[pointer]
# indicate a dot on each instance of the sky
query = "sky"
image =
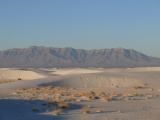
(87, 24)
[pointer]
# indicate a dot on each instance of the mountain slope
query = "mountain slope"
(69, 57)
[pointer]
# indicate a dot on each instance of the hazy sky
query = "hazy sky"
(81, 24)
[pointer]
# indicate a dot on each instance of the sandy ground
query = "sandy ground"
(83, 94)
(75, 71)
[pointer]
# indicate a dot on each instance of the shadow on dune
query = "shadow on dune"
(17, 109)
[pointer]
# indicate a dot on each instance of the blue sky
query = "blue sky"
(81, 24)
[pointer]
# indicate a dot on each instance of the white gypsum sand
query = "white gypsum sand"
(73, 71)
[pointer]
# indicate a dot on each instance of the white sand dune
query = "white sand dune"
(74, 71)
(14, 74)
(134, 108)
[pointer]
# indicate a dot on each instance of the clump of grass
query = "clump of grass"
(63, 105)
(85, 110)
(19, 78)
(57, 111)
(35, 109)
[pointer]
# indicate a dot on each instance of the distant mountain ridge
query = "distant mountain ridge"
(37, 56)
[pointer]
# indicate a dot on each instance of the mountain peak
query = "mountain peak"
(39, 56)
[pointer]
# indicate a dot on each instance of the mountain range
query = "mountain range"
(38, 56)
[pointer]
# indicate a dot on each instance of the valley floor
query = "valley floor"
(82, 94)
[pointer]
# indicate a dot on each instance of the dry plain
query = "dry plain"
(80, 94)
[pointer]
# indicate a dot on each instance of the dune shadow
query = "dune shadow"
(18, 109)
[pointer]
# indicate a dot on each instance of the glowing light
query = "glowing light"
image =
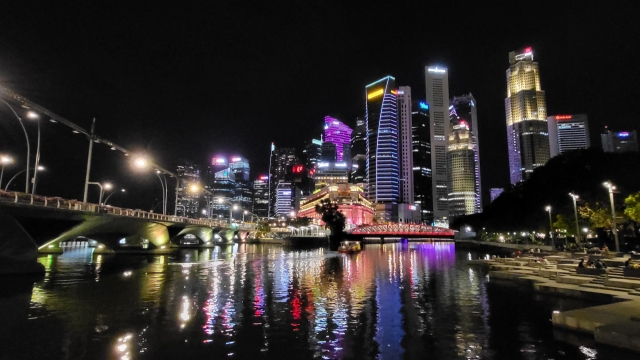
(374, 94)
(436, 70)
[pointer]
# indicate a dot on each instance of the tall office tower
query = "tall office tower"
(221, 183)
(338, 133)
(495, 192)
(240, 168)
(261, 196)
(421, 135)
(568, 132)
(405, 145)
(188, 202)
(312, 152)
(463, 108)
(526, 113)
(383, 170)
(437, 82)
(461, 177)
(282, 160)
(287, 199)
(329, 152)
(359, 152)
(619, 141)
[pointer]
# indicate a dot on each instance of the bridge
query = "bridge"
(52, 221)
(396, 231)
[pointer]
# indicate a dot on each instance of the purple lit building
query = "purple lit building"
(338, 133)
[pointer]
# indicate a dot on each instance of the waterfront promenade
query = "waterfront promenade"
(617, 323)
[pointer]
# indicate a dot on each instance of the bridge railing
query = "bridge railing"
(60, 203)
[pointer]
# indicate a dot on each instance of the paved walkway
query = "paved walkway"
(615, 324)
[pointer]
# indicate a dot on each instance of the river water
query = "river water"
(393, 301)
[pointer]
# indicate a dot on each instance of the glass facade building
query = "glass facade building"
(463, 109)
(336, 132)
(568, 132)
(526, 115)
(383, 170)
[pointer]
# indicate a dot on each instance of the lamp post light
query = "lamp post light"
(26, 136)
(33, 116)
(40, 168)
(614, 228)
(548, 208)
(575, 212)
(107, 199)
(106, 186)
(4, 160)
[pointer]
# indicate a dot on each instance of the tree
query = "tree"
(632, 211)
(333, 219)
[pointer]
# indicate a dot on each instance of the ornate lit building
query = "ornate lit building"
(351, 202)
(526, 114)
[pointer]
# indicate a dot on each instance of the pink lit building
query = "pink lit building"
(338, 133)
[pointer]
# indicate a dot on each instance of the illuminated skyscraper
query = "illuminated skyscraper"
(437, 83)
(463, 108)
(338, 133)
(422, 159)
(526, 113)
(461, 175)
(568, 132)
(405, 145)
(383, 170)
(359, 152)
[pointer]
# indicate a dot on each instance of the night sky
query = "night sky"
(191, 81)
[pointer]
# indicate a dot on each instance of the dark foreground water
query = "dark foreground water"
(395, 301)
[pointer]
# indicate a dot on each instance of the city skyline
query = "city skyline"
(123, 94)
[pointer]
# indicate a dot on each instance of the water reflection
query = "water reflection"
(409, 300)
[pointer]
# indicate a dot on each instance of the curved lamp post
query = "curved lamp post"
(575, 212)
(6, 188)
(26, 136)
(614, 228)
(4, 160)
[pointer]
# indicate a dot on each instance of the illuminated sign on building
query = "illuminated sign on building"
(374, 94)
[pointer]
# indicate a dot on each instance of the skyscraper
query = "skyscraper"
(359, 152)
(463, 108)
(339, 134)
(405, 145)
(437, 83)
(422, 159)
(568, 132)
(383, 170)
(619, 141)
(526, 113)
(461, 175)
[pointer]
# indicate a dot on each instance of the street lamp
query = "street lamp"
(26, 187)
(614, 228)
(33, 116)
(107, 199)
(40, 168)
(4, 160)
(575, 212)
(548, 208)
(106, 186)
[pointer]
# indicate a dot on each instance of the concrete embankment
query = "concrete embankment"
(617, 323)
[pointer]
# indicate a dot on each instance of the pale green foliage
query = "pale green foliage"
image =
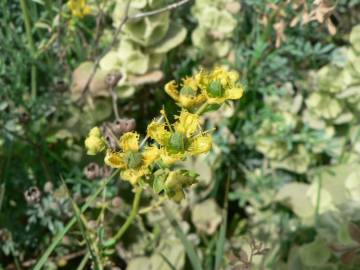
(143, 45)
(333, 100)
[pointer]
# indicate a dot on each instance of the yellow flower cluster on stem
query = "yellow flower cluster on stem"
(183, 138)
(79, 8)
(172, 141)
(213, 87)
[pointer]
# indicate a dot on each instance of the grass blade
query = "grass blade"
(81, 220)
(172, 267)
(189, 248)
(44, 258)
(219, 253)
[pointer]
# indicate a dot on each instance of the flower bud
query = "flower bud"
(92, 171)
(32, 195)
(94, 143)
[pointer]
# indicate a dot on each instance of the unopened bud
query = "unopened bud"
(32, 195)
(92, 171)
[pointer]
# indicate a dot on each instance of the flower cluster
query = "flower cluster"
(150, 163)
(206, 87)
(183, 138)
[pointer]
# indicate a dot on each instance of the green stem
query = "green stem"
(84, 261)
(129, 220)
(26, 16)
(44, 258)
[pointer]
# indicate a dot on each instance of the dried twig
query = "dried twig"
(125, 19)
(158, 11)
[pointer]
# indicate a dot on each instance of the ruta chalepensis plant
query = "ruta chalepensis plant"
(149, 163)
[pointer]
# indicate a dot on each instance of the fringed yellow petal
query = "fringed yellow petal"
(150, 154)
(216, 100)
(158, 132)
(187, 123)
(115, 160)
(94, 143)
(234, 93)
(200, 145)
(129, 141)
(189, 102)
(190, 82)
(171, 90)
(133, 176)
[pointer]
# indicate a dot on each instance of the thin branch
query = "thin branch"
(113, 42)
(158, 11)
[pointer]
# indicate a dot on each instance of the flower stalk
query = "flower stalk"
(26, 15)
(129, 220)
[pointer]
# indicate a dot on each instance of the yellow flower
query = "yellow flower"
(187, 123)
(133, 162)
(222, 85)
(115, 160)
(183, 138)
(129, 141)
(158, 132)
(201, 144)
(189, 96)
(79, 8)
(94, 143)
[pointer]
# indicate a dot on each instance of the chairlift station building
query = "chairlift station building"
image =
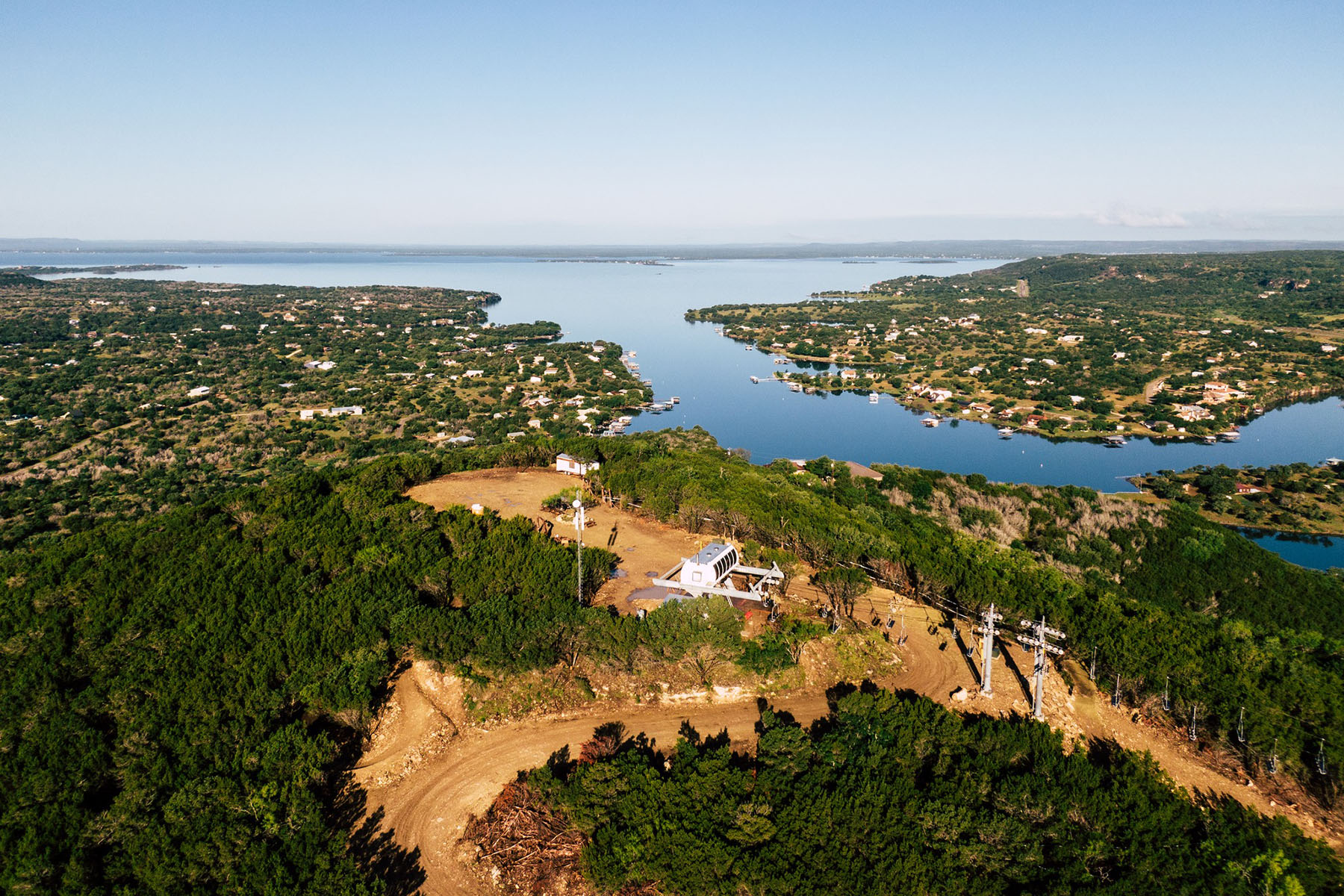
(717, 570)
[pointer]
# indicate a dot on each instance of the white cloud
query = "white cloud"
(1120, 217)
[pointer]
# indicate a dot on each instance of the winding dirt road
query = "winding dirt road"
(430, 771)
(430, 808)
(429, 802)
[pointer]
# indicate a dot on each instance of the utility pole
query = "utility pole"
(578, 524)
(1038, 640)
(987, 630)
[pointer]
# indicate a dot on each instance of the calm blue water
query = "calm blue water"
(643, 307)
(1317, 553)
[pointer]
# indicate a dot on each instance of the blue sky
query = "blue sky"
(520, 122)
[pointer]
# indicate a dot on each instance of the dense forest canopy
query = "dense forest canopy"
(894, 794)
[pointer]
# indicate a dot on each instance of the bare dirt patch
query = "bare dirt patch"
(644, 546)
(430, 791)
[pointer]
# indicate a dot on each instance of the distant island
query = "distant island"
(605, 261)
(1075, 347)
(40, 270)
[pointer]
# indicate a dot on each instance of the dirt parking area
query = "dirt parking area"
(647, 548)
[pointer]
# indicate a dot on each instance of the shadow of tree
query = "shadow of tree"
(374, 849)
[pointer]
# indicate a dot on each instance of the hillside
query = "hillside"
(1080, 346)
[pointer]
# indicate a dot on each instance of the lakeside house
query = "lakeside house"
(574, 467)
(309, 413)
(1192, 413)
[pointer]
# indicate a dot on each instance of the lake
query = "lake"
(641, 307)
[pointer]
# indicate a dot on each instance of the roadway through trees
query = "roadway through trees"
(438, 786)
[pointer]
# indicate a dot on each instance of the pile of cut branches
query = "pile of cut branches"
(534, 847)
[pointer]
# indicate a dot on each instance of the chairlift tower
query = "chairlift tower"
(1038, 638)
(987, 630)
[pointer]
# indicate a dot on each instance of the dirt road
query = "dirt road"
(429, 808)
(429, 781)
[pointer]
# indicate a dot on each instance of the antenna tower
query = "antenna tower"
(1038, 638)
(578, 553)
(987, 630)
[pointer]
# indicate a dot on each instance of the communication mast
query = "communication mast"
(578, 554)
(987, 630)
(1038, 638)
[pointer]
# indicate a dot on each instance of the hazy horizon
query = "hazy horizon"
(604, 124)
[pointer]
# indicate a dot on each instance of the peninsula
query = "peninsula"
(1078, 346)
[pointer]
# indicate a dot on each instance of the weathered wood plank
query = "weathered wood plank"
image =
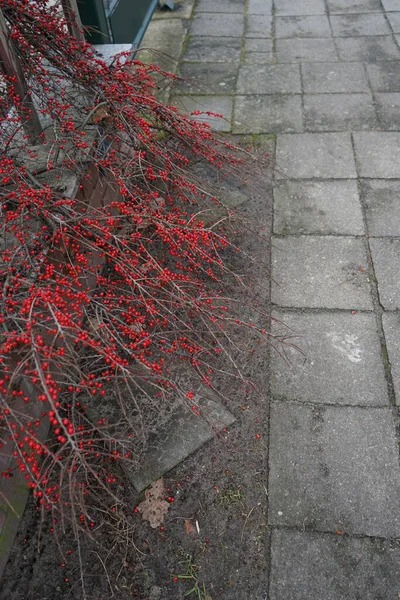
(11, 67)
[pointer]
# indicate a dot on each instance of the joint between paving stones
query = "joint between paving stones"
(333, 534)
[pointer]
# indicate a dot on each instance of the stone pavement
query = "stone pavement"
(323, 76)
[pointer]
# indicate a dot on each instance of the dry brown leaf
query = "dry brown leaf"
(154, 507)
(188, 527)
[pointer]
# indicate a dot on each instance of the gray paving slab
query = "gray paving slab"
(260, 7)
(334, 78)
(300, 7)
(334, 468)
(320, 207)
(269, 79)
(308, 566)
(259, 26)
(222, 6)
(388, 110)
(339, 112)
(258, 45)
(394, 20)
(314, 26)
(185, 434)
(220, 25)
(213, 49)
(207, 78)
(377, 154)
(315, 155)
(381, 199)
(386, 259)
(369, 49)
(258, 51)
(258, 58)
(359, 24)
(340, 360)
(272, 114)
(216, 104)
(390, 5)
(391, 327)
(384, 76)
(320, 272)
(362, 6)
(311, 50)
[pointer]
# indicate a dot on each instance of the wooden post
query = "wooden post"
(10, 65)
(73, 19)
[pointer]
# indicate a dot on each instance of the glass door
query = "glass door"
(115, 21)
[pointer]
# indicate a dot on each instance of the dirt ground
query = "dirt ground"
(213, 544)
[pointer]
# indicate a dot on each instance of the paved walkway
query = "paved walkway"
(324, 76)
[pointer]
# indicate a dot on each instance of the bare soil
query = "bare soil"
(214, 542)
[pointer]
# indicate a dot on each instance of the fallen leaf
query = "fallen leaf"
(188, 527)
(154, 507)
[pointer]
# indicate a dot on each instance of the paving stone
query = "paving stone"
(260, 7)
(378, 154)
(213, 49)
(340, 360)
(324, 207)
(300, 7)
(220, 25)
(315, 156)
(258, 45)
(218, 104)
(268, 114)
(394, 20)
(386, 259)
(315, 26)
(384, 76)
(339, 112)
(185, 434)
(258, 51)
(391, 327)
(324, 78)
(320, 272)
(388, 110)
(355, 6)
(258, 58)
(311, 50)
(207, 78)
(259, 26)
(308, 566)
(269, 79)
(362, 24)
(368, 49)
(222, 6)
(334, 468)
(390, 4)
(163, 41)
(382, 206)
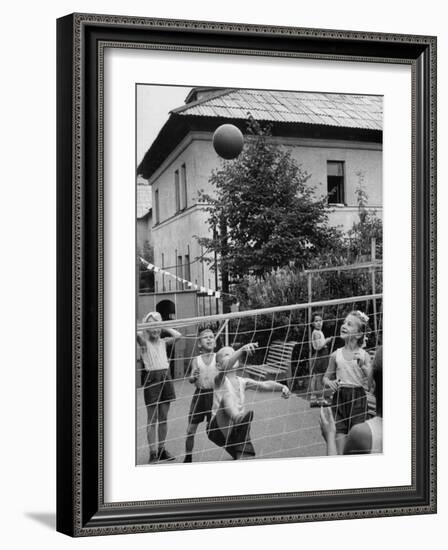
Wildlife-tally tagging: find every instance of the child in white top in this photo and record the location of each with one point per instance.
(203, 373)
(158, 389)
(366, 437)
(319, 361)
(349, 375)
(230, 423)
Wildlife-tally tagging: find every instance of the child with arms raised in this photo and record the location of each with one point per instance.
(349, 375)
(230, 424)
(158, 389)
(203, 373)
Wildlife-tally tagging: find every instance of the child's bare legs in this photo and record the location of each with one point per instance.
(189, 442)
(151, 411)
(340, 443)
(163, 425)
(224, 421)
(313, 387)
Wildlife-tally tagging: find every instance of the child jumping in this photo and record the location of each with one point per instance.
(349, 375)
(203, 373)
(319, 362)
(230, 423)
(158, 389)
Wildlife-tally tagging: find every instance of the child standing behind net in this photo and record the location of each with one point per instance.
(319, 362)
(230, 424)
(158, 389)
(349, 375)
(203, 373)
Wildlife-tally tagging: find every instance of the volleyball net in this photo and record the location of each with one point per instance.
(281, 428)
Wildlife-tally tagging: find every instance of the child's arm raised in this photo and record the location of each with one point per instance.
(330, 374)
(364, 363)
(173, 335)
(268, 385)
(194, 374)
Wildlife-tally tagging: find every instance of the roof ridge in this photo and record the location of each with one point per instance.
(220, 93)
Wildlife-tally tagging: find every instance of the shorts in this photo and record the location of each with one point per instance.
(201, 406)
(238, 445)
(349, 407)
(320, 361)
(158, 387)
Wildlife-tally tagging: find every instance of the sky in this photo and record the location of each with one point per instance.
(154, 103)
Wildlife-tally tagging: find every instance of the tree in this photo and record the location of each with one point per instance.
(263, 214)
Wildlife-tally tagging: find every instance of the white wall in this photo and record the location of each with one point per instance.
(28, 262)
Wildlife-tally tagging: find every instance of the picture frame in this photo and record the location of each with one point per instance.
(81, 507)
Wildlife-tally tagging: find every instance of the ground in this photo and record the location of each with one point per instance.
(281, 427)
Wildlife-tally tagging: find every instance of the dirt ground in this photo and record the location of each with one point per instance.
(281, 427)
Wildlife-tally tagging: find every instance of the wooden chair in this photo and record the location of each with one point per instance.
(277, 366)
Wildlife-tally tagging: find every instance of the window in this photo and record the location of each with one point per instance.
(187, 268)
(179, 273)
(183, 173)
(156, 207)
(335, 182)
(177, 190)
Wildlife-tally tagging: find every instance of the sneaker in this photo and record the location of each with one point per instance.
(164, 455)
(152, 458)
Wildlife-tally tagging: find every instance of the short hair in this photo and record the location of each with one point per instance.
(204, 330)
(363, 323)
(152, 317)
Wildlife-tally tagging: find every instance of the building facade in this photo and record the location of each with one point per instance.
(337, 139)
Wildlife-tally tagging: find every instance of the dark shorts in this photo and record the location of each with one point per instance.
(158, 387)
(238, 444)
(349, 408)
(320, 361)
(201, 406)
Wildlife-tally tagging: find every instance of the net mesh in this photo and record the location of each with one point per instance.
(285, 353)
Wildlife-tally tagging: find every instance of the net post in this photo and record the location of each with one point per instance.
(372, 276)
(310, 297)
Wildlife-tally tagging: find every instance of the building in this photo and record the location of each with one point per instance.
(336, 138)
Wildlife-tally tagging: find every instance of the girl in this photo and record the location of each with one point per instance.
(363, 438)
(203, 373)
(319, 362)
(158, 389)
(349, 375)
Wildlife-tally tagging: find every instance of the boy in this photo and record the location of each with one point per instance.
(203, 373)
(158, 389)
(230, 424)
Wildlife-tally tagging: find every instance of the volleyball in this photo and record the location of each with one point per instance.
(228, 141)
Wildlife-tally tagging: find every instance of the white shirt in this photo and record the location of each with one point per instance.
(154, 355)
(205, 373)
(349, 373)
(233, 388)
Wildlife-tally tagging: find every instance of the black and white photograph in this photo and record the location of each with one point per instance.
(259, 274)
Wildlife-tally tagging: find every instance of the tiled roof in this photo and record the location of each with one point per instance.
(144, 198)
(343, 110)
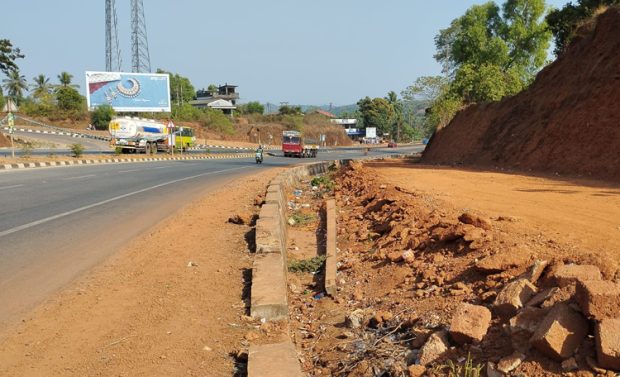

■ TASK TO CARRY OUT ■
Your task is to reproduce the entries above word for word, from the first line through the line with "# indicate a dot on each instance of the shadow on", and please leave out any pictures.

■ RESPONSE ■
[pointer]
# indicate a dot on each instance of the sky
query = "sky"
image =
(87, 24)
[pointer]
# indicate a dot on each instance of the mountain slope
query = "mountain slope"
(69, 57)
[pointer]
# indicate a dot on each instance of the hazy sky
query = "hazy sky"
(81, 24)
[pointer]
# indicate a dot on each instance of the sandy ground
query = "sandy ground"
(83, 94)
(75, 71)
[pointer]
# indicate a dot on each instance of the shadow on dune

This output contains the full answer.